### Texto de lectura

La naturaleza es capaz de cambiar ella sola. A las afueras de Manzanares el Real, los peñascos se convierten en suelo llano. Es el embalse de Santillana, manso como sus aves, que suministra agua al área metropolitana de Madrid. Los domingos, la zona entre Canto Cochino y El Tranco se llena de bañistas. La Charca Verde, con 15 metros de diámetro, es la piscina natural más grande. Buitres, valles y barrancos, sauces, abedules y chopos se van turnando en el paisaje. A unos kilómetros de allí hay otro embalse, el de El Pardo, cuando el terreno vuelve a subir. En ese punto, el río ya está sobre aviso. Está obligado a cambiar de cara en el término municipal de la capital. No será todavía.

En el pueblo de El Pardo se oyen búhos y una señora aprieta el paso para doblar una esquina. ¿El río, por favor? "Todo hacia abajo, pero no vas a ver nada porque está seco". Son las cinco de la tarde y el Manzanares es un río fantasma. Sin gente. A pesar de que un paseo flanquea la ribera. "El pueblo está tan olvidado como el río", asegura la señora. Parece que el río ha muerto. No se oye. Uno lo podría cruzar casi sin mojarse los pies. Tan profundo es su caudal. Como en casi la mayor parte de su recorrido. Por eso ha sido blanco de las burlas a lo largo de la historia. Incluso el poeta Francisco de Quevedo dijo de él: "Manzanares, Manzanares, arroyo aprendiz de río".

Hasta el complejo deportivo Puerta de Hierro, pasando por la Playa de Madrid y el Tejar de Somontes, el río es una fisura verde. De Mingorrubio al Tejar, el Ayuntamiento lo llama Corredor Ambiental del Manzanares. Es un bosque. El monte de El Pardo esconde el mayor encinar de la región. Garzas reales y águilas imperiales pueblan muchos recovecos. Un bosque auténtico.

Miguel Ángel va todos los días a trabajar a ese paisaje bucólico. A él no le parece tan idílico. Es guardia de seguridad del club Playa de Madrid. Por allí el río aún es un bosque. "Sólo a veces vienen trabajadores y quitan algunas ramas", se queja acodado en la barandilla del puente sobre el río, junto a su garita. En la Confederación Hidrográfica del Tajo, de la que depende el Manzanares, aseguran que el caudal y la calidad de las aguas se controlan "de forma periódica con sistemas automáticos".

######

• [Instrucción 1] Reproduce tal cual el fragmento del texto sobre el río Manzanares que va desde "La naturaleza es" hasta "No será todavía.", incluido este último.

### Datos guardados

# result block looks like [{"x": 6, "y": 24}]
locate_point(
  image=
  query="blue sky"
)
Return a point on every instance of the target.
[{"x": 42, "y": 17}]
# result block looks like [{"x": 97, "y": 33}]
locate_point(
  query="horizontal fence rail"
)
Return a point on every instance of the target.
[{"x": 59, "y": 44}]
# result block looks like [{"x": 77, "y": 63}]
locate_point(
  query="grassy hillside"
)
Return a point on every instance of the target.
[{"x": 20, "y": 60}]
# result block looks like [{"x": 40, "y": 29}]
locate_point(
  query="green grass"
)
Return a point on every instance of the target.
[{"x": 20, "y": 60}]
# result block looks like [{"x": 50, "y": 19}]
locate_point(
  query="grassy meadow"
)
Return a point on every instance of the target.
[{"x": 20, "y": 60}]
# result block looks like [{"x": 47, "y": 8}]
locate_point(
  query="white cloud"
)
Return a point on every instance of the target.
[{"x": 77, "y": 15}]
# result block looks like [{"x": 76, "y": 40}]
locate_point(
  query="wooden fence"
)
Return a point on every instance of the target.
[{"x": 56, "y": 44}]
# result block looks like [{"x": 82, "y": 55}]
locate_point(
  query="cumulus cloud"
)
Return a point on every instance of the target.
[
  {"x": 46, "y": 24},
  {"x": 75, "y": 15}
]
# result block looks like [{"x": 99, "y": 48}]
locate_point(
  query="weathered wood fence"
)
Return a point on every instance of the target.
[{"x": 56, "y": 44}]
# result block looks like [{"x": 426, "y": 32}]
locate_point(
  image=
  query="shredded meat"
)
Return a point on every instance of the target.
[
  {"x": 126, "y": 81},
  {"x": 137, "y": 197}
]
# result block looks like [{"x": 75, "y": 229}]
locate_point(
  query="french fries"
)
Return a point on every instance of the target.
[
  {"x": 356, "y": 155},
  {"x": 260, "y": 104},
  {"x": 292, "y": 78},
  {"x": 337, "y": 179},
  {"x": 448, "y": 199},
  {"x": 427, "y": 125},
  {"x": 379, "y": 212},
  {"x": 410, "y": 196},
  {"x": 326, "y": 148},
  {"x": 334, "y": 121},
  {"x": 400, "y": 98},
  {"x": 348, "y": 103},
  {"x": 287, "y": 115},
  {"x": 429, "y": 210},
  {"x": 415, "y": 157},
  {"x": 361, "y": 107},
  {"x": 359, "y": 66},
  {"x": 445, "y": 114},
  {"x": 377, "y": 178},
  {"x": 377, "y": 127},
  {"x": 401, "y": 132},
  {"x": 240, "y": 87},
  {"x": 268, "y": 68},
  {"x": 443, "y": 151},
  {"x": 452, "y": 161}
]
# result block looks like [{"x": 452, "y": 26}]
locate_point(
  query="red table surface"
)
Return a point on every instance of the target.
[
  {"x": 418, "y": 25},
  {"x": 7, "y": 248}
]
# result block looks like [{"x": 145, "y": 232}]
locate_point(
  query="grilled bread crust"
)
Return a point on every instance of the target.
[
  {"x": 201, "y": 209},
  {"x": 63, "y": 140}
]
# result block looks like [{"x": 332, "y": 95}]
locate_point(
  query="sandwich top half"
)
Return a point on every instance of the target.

######

• [Instrucción 2] Selecciona y copia todas las líneas de los registros que contengan la palabra "cloud". Ten en cuenta las mayúsculas y minúsculas.

• [Solución 1]
La naturaleza es capaz de cambiar ella sola. A las afueras de Manzanares el Real, los peñascos se convierten en suelo llano. Es el embalse de Santillana, manso como sus aves, que suministra agua al área metropolitana de Madrid. Los domingos, la zona entre Canto Cochino y El Tranco se llena de bañistas. La Charca Verde, con 15 metros de diámetro, es la piscina natural más grande. Buitres, valles y barrancos, sauces, abedules y chopos se van turnando en el paisaje. A unos kilómetros de allí hay otro embalse, el de El Pardo, cuando el terreno vuelve a subir. En ese punto, el río ya está sobre aviso. Está obligado a cambiar de cara en el término municipal de la capital. No será todavía.

• [Solución 2]
  query="white cloud"
  query="cumulus cloud"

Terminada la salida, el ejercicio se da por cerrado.